### Data for analysis

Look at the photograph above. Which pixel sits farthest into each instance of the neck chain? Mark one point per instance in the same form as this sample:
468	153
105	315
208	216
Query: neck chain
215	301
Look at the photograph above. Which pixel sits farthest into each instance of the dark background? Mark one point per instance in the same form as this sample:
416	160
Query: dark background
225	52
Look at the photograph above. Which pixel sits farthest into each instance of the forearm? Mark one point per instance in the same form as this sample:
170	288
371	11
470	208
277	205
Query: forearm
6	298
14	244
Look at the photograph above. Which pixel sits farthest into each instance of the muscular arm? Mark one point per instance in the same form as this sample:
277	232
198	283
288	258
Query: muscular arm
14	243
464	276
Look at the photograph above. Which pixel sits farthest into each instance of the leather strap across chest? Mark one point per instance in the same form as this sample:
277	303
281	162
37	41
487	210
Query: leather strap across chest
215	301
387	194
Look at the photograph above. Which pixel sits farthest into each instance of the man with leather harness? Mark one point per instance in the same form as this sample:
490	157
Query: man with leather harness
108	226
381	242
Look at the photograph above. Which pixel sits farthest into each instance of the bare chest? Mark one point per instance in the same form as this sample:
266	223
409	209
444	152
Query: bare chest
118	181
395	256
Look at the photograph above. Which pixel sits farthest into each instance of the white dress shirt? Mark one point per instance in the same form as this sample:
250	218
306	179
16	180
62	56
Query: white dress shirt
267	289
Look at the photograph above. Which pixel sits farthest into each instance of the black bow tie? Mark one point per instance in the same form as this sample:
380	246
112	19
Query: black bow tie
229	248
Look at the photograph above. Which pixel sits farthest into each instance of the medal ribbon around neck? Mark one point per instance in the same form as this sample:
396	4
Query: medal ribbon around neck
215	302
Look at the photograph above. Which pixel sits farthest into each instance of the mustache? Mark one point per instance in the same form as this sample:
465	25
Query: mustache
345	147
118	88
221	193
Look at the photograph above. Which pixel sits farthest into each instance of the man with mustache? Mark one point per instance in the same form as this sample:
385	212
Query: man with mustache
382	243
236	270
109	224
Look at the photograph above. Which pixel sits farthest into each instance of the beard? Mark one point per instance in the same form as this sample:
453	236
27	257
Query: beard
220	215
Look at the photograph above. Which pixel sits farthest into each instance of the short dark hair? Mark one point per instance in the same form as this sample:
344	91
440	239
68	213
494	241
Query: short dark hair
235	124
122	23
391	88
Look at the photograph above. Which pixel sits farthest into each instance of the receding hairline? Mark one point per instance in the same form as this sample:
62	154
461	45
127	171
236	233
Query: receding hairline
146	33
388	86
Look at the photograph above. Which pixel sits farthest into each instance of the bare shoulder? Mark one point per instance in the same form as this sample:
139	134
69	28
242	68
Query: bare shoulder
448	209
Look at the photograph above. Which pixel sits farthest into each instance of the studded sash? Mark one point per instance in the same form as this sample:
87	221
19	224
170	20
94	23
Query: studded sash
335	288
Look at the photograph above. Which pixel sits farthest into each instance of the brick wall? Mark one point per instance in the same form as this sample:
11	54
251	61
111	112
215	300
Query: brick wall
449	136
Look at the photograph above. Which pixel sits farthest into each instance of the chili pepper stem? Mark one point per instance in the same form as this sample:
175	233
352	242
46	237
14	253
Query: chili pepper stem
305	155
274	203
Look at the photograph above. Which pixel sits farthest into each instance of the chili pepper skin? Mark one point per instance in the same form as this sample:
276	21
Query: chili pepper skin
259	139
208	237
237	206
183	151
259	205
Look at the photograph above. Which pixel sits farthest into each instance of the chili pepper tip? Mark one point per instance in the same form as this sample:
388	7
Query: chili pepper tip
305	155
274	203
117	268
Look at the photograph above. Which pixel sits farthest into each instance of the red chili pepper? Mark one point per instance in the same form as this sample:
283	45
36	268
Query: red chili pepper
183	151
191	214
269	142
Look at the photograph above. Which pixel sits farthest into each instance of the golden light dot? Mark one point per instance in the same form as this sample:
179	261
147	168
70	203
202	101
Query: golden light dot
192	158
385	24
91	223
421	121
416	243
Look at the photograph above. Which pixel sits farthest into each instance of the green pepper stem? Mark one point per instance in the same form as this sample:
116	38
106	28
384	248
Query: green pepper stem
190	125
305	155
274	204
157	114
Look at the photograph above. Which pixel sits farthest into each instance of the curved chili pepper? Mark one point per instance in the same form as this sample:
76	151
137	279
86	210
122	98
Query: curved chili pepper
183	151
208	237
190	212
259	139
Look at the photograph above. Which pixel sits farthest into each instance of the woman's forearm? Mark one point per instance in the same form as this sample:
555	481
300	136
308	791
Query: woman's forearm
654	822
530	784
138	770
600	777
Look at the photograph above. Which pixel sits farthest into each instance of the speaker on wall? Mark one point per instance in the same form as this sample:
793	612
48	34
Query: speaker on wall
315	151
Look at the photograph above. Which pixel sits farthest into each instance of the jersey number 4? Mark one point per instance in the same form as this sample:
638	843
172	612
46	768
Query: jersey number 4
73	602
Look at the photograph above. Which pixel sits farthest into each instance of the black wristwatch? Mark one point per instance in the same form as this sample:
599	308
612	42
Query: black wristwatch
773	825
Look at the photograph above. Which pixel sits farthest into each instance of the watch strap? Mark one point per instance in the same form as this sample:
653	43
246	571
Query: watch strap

######

* **Prompt**
Write down all the entries again without a single difference.

* **Answer space**
Look at the photograph above. Which pixel sits farthest into each instance of the neck chain? Mark one point per instance in the same form as this sample:
468	153
105	315
208	216
Query: neck chain
215	301
Look at the photograph above. Which pixel sits farthest into each instance of the dark background? Mark one point per instance in the same form as this sample:
416	160
Query: dark background
225	52
Look at the photograph above. Which pixel sits farthest into each instance of the forearm? Mark one point per instance in the same form as this sample:
170	288
371	11
470	208
277	205
Query: forearm
6	298
14	244
Look at the photograph above. Which pixel sits farthest into each instance of the muscular arm? Mark one point per instance in the same form as this sample:
277	232
198	283
288	258
Query: muscular arm
14	243
464	276
Look at the photograph above. Which pixel sits farthest into each instance of the leather strap across chest? Mark one point per instance in the same form as this sample:
277	303
281	162
37	41
487	210
Query: leather strap across chest
215	301
387	194
Look at the photograph above. Which pixel sits farthest into each instance of the man with leather harness? Mark one point per instance in the same form as this sample:
490	157
Query: man with leather harness
108	226
381	242
Look at the photograph above. Which pixel sits farthest into each instance of the bare chest? Mark one point per instance in the same form as this sample:
266	223
409	209
444	152
Query: bare chest
118	181
395	256
Look at the photograph above. Which pixel sits farthest into each instance of the white dress shirt? Mark one point per instance in the same form as this sample:
250	218
306	179
16	180
62	56
Query: white dress shirt
267	289
Look at the photograph above. Which pixel sits farthest into each instance of the black bow tie? Mark one point per instance in the same form as this sample:
380	246
112	19
Query: black bow tie
229	248
Look at the photograph above. Which pixel sits farthest into each instance of the medal ribbon around neck? Mark one point per instance in the same form as this sample:
396	4
Query: medal ribbon around neck
215	302
Look at the photograph above. Which pixel sits farthest into each instance of the mustache? Mark one point per instance in the same form as this sample:
465	25
Query: mustache
345	147
118	88
221	193
Look at the photograph above. Which pixel sits farthest into each instance of the man with mustache? Mark one point per instance in the same form as this sample:
385	212
Query: man with mustache
382	243
236	270
109	224
Look at the photograph above. Which pixel sits farthest into each instance of the beard? Mark one point per instance in the same form as this sample:
453	236
27	257
Query: beard
220	215
Look at the photograph above. Which pixel sits farthest into each instance of the short dark hair? Mark one point per instance in the same form as this sample:
344	91
440	239
68	213
494	241
Query: short dark hair
235	124
122	23
391	88
Look at the photograph above. Which pixel sits farthest into each instance of the receding hairline? Mark one point per instance in the same form as this sample:
62	154
461	45
127	171
236	233
Query: receding hairline
146	33
388	86
Look at the photograph above. Which pixel sits farthest into each instance of the bare shoulder? Mark one point per instance in the same form as this sample:
139	134
69	28
242	68
Query: bare shoulder
448	209
Look at the photograph above. Which pixel sits farthest into each instance of the studded sash? Mark one point per instance in the same form as this sample:
87	221
19	224
170	20
94	23
Query: studded sash
335	288
Look at the photograph above. Which pixel sits farthest into each instance of the brick wall? Mark one point per instance in the same form as this sample:
11	54
251	61
111	112
215	300
Query: brick wall
449	136
Look at the photograph above. Which pixel sits farthest into each instance of the chili pepper stem? Mark one point per instance in the same form as this sample:
175	233
352	242
46	237
14	253
Query: chili pepper stem
305	155
274	203
Look at the photograph above. Which pixel sits farthest into each instance of the chili pepper skin? Mark one point per instance in the same form as this sample:
276	21
Query: chili pepper skin
259	139
208	237
237	206
183	151
259	205
Look at the photograph above. Which pixel sits farthest into each instance of the chili pepper tip? Mark one point per instance in the same form as this sample:
388	7
Query: chili pepper tip
305	155
274	203
117	268
Look at the photograph above. Which pixel sits farthest into each instance of the red chili pepper? Mark one point per instance in the same form as this sample:
283	45
36	268
Query: red chili pepper
183	151
191	214
269	142
Look at the photograph above. Which pixel sits farthest into each instance of the golden light dot? Mark one point per instance in the same form as this sample:
179	261
147	168
70	203
202	101
Query: golden light dot
192	158
385	24
91	223
421	121
416	243
Look at the photograph above. Which pixel sits farthest into each instance of the green pepper stem? Mark one point per instance in the same form as this sample:
116	38
106	28
384	248
Query: green pepper stem
190	125
305	155
274	204
157	114
Look at the photograph above. Which pixel sits farthest into each instance of the curved chili pepper? Mark one point per instance in the same form as this sample:
76	151
137	279
86	210
122	98
Query: curved chili pepper
183	151
208	237
190	212
259	139
Look at the photograph above. Which pixel sits farthest into each instance of the woman's forearm? Mark one point per instance in the same form as this sample:
555	481
300	136
308	791
Query: woman's forearm
654	822
530	784
138	770
600	777
Look at the photograph above. Which pixel sits farthest into each instance of the speaker on wall? Mark one point per instance in the same form as this sample:
793	612
48	34
Query: speaker on wall
315	151
Look at the photograph above. Which pixel sits farthest into each instance of the jersey number 4? Mark one point per instance in the same form as this sample:
638	843
172	612
46	768
Query: jersey number 4
73	602
Look at the photograph above. Which pixel sits farthest into each instance of the black wristwatch? Mark one point per instance in the same form as this sample:
599	308
612	42
Query: black wristwatch
773	825
Look at the photograph above. Which pixel sits farthest into each instance of the watch strap? Mark one point per instance in the same form as this sample:
653	43
246	571
Query: watch strap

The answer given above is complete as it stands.